TEXTE:
>>>>

Jetant un regard critique sur l’actualité nationale, l’Imam Babacar Ndiour de la grande mosquée de Moussanté de Thiès a fustigé le manque de transparence dans certains dossiers où des milliards sont en jeu.
Selon lui, dès que les organes chargés de veiller à la transparence découvrent des manquements ou des entorses à la gestion des affaires du pays, la première réaction est de brandir l’obligation de réserve sans jamais se poser la question de la véracité des faits ou en apporter le démenti avec des preuves à l’appui.
A l’instar de toutes les communautés musulmanes du pays, celle de Thiès a communié dans la ferveur religieuse et célébré lundi dernier la fête de Tabaski ou Aid El Kébir commémorant le sacrifice d’Abraham. A la grande Mosquée de Moussanté, les fidèles ont convergé dès les premières heures de la matinée pour prendre part à la traditionnelle prière des deux rakaa conduite par l’Imam Babacar Ndiour. Une prière après laquelle l’Imam s’est longuement adressé à la foule pour délivrer son sermon. Un sermon qui lui a permis de jeter un regard critique sur l’actualité nationale avant de rappeler les croyants à un retour aux valeurs morales et à l’éthique tels qu’édictées par l’Islam. Des valeurs et une éthique qui doivent, selon lui, guider nos actes de tous les jours et régenter la vie de toute société qui aspire à un meilleur devenir dans la droiture et la justice. Car, dit-il, «la vérité est que toute société qui dévie de son orbite naturelle et vie dans la décadence, le désordre, le vol, la corruption, la gabegie, le mensonge, la perfidie et la roublardise n’acceptera pas la justice comme système régnant et ne pourra jamais être authentique». Et l’Imam de poursuivre pour dire, en des termes aux sonorités d’avertissement, que «le sort final d’une société qui ne mettrait pas en avant les valeurs morales et éthiques au premier rang et en combattrait même les principes ne saurait être que l’anéantissement, la perdition et la ruine».

<<<<

DONNÉES FOURNIES:
>>>>

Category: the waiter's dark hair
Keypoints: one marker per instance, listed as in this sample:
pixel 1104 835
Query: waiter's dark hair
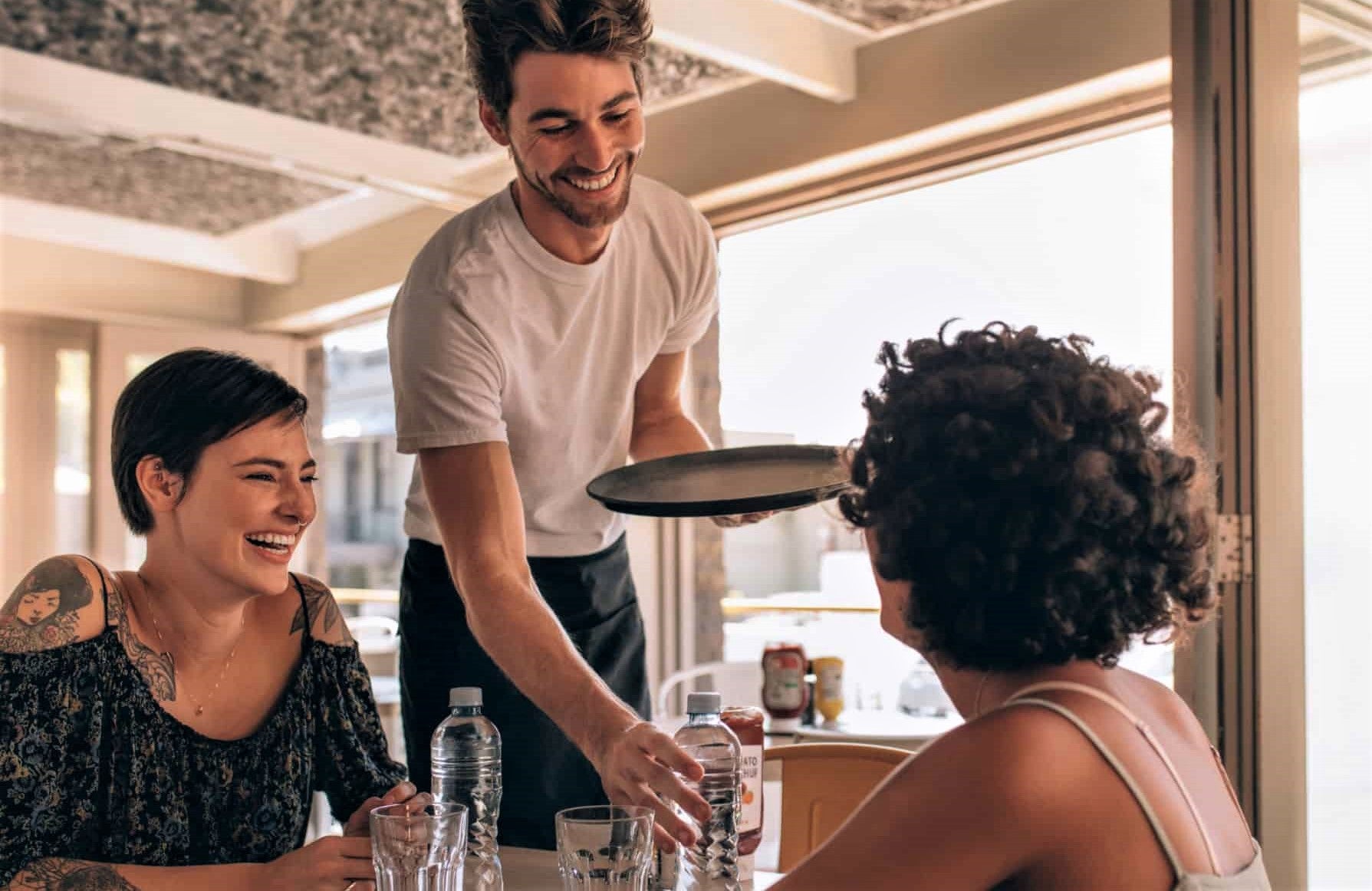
pixel 183 403
pixel 498 32
pixel 1024 491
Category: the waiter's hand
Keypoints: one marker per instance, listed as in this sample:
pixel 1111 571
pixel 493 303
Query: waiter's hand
pixel 741 520
pixel 640 765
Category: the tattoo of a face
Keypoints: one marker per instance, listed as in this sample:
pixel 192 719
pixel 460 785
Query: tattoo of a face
pixel 71 875
pixel 41 612
pixel 158 669
pixel 320 607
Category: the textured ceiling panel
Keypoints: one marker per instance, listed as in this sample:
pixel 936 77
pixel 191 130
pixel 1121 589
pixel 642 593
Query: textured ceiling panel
pixel 883 14
pixel 117 177
pixel 389 69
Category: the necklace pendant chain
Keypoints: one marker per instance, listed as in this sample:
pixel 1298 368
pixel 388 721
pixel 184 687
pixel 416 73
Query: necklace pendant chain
pixel 199 705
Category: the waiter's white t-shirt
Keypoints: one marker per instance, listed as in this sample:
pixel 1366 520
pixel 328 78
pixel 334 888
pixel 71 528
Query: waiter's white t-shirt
pixel 494 339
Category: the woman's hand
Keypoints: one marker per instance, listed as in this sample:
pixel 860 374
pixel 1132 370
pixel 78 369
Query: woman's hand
pixel 401 793
pixel 330 864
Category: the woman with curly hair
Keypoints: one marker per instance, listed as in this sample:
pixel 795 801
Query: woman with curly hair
pixel 1027 523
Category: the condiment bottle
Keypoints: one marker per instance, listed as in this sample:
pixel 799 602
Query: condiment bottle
pixel 784 686
pixel 829 687
pixel 747 724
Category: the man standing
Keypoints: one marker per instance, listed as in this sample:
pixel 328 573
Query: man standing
pixel 539 340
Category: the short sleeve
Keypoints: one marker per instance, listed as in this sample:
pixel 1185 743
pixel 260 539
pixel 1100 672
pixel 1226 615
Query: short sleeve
pixel 50 772
pixel 350 748
pixel 702 298
pixel 446 374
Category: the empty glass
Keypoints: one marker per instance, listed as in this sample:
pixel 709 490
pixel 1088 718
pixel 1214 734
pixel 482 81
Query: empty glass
pixel 419 847
pixel 605 846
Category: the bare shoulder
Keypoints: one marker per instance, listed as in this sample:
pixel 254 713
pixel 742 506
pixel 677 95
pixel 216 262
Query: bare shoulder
pixel 57 603
pixel 320 613
pixel 1021 761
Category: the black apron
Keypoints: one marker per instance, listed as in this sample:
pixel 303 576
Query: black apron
pixel 593 598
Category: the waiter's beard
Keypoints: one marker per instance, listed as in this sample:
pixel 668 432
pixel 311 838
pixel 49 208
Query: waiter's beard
pixel 594 217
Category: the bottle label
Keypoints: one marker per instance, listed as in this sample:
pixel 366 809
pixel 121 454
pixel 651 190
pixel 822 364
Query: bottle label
pixel 784 678
pixel 831 680
pixel 751 788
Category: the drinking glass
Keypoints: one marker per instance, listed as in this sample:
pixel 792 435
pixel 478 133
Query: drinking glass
pixel 419 847
pixel 605 846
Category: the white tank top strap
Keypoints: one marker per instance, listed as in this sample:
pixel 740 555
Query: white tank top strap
pixel 1147 735
pixel 1118 768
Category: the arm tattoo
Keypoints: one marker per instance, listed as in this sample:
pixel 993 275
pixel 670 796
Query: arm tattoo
pixel 41 612
pixel 318 609
pixel 71 875
pixel 158 669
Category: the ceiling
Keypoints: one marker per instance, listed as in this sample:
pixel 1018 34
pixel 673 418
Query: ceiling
pixel 170 129
pixel 301 150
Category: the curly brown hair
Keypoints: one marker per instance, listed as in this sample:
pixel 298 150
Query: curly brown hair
pixel 1024 491
pixel 498 32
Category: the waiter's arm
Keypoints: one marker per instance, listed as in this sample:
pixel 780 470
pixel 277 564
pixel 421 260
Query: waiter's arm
pixel 660 424
pixel 476 502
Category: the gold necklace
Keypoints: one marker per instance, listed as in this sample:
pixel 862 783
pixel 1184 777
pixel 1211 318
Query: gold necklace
pixel 199 705
pixel 976 706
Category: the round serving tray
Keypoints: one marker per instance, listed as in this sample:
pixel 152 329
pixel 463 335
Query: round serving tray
pixel 725 482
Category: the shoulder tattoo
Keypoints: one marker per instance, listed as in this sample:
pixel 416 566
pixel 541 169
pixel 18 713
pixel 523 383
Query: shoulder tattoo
pixel 41 612
pixel 318 610
pixel 158 669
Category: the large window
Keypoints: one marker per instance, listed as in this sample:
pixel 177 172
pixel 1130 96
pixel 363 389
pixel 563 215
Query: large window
pixel 1337 320
pixel 367 480
pixel 1076 242
pixel 44 440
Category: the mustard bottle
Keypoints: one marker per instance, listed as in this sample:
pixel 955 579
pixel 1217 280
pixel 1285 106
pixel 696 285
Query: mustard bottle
pixel 829 687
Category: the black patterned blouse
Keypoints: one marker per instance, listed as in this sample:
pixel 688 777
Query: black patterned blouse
pixel 92 768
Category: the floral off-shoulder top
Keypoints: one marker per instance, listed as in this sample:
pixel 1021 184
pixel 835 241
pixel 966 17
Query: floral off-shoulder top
pixel 92 768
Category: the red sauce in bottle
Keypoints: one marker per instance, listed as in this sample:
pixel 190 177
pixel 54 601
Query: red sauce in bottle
pixel 747 724
pixel 784 683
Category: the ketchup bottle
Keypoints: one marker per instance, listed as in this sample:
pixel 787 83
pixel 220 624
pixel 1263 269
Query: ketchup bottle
pixel 784 686
pixel 747 724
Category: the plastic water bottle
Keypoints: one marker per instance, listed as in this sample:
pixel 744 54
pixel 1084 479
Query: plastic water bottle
pixel 466 755
pixel 712 864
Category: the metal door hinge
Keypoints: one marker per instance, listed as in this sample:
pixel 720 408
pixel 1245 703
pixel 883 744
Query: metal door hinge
pixel 1234 547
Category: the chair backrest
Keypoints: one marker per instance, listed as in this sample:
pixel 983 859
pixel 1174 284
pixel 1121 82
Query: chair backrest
pixel 822 784
pixel 741 684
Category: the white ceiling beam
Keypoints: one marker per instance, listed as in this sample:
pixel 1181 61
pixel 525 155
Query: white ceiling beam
pixel 260 254
pixel 780 40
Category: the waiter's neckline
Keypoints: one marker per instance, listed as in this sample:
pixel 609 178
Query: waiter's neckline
pixel 541 258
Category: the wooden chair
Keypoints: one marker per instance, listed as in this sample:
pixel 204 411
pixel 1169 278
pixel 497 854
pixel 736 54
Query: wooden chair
pixel 822 784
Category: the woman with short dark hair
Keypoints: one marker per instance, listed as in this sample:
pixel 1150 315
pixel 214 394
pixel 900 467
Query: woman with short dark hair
pixel 166 727
pixel 1027 523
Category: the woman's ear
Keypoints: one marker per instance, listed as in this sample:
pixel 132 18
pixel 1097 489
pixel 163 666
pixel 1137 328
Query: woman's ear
pixel 161 488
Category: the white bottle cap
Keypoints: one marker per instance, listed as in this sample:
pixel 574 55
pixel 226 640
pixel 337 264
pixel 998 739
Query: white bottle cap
pixel 702 703
pixel 464 697
pixel 782 725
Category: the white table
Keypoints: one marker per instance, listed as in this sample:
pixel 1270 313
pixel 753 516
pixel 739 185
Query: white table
pixel 526 870
pixel 880 728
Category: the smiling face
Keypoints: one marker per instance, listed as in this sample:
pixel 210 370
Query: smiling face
pixel 575 129
pixel 38 605
pixel 247 503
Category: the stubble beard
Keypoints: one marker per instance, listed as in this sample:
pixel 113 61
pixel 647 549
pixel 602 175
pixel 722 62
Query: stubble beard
pixel 597 219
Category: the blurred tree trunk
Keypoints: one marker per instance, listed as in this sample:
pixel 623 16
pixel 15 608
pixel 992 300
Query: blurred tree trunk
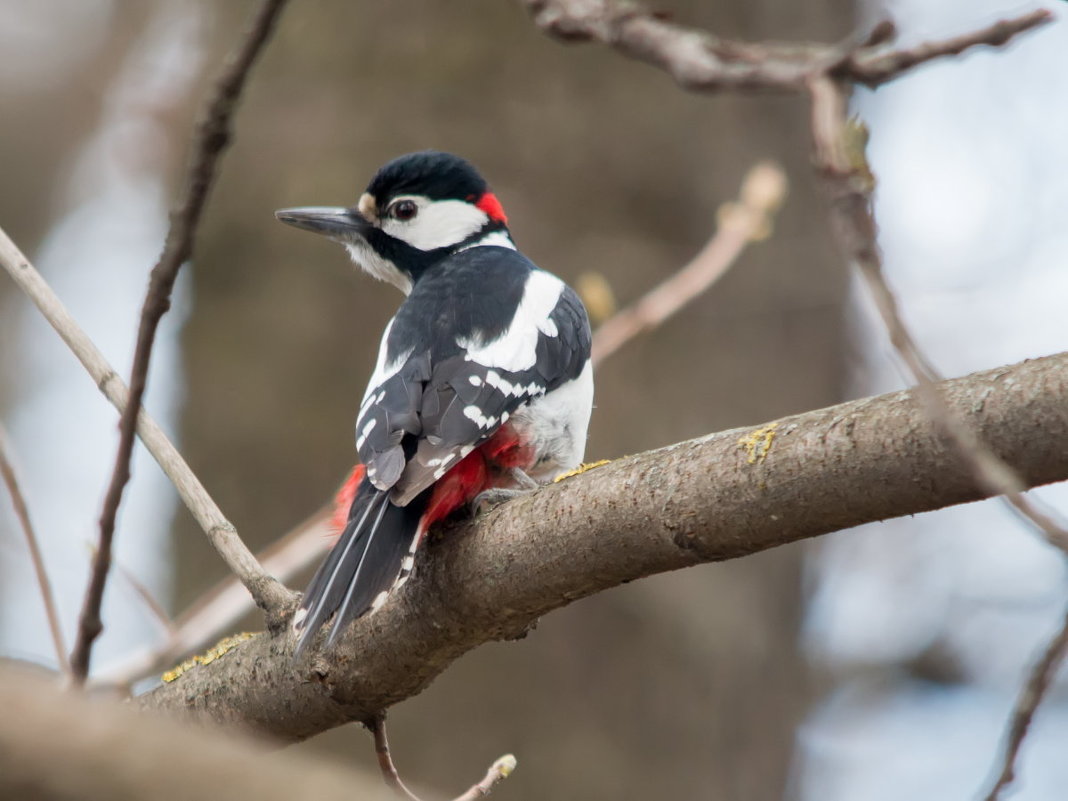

<<<<

CONSIGNES:
1. Reproduisez fidèlement l'extrait du texte sur le sermon de Tabaski, en commençant par «Jetant un regard» et en allant jusqu'à «sont en jeu.».
2. Reprenez le texte sur le sermon de Tabaski à Thiès là où il s'arrête et poursuivez-le.
Les données ne proviennent pas de la même source que le texte.

RÉPONSES:
1.
Jetant un regard critique sur l’actualité nationale, l’Imam Babacar Ndiour de la grande mosquée de Moussanté de Thiès a fustigé le manque de transparence dans certains dossiers où des milliards sont en jeu.

2.
Aussi l’Imam Babacar Ndiour de se désoler de ce que, dans un pays à forte majorité musulmane comme le nôtre, des pratiques qui vont en contre sens de la morale et de l’éthique puissent être promues voire même érigées en règle de conduite. «L’amer constat est que seuls la corruption et les détournements à petite échelle sont vilipendés et réprimandés. Mais dès que cette corruption ou ce détournement tourne autour de milliards de francs, personne n’a le droit d’en parler. Quand l’Ofnac dans sa mission découvre des cas d’entorse et les signale à l’autorité, on les étouffe avant de se débarrasser de ceux qui en ont fait la découverte. Quand la Cour des comptes parle de manquements dans la gestion des affaires du pays, cela s’arrête aux rapports. Quant à la Cour de répression de l’enrichissement illicite, n’en parlons pas. En somme, dès que les organes qui sont chargés de veiller à la transparence découvrent des manquements ou des entorses à la gestion des affaires du pays, la première réaction est de brandir l’obligation de réserve pour ensuite se demander pourquoi ils en parlent sans jamais se poser la question de la véracité des faits ou en apporter le démenti avec des preuves à l’appui», dénonce l’Imam Ndiour. Et c’est pourquoi, dit-il, il est fréquent de voir quelqu’un à qui on confie des responsabilités dilapider sans coup férir les fonds de la société impunément au nom de la politique pour ensuite se retrouver renforcé, voire même promu. Aussi l’Imam de se poser la question de savoir si, dans ce pays, le contribuable n’a pas le droit de savoir comment ses biens sont gérés.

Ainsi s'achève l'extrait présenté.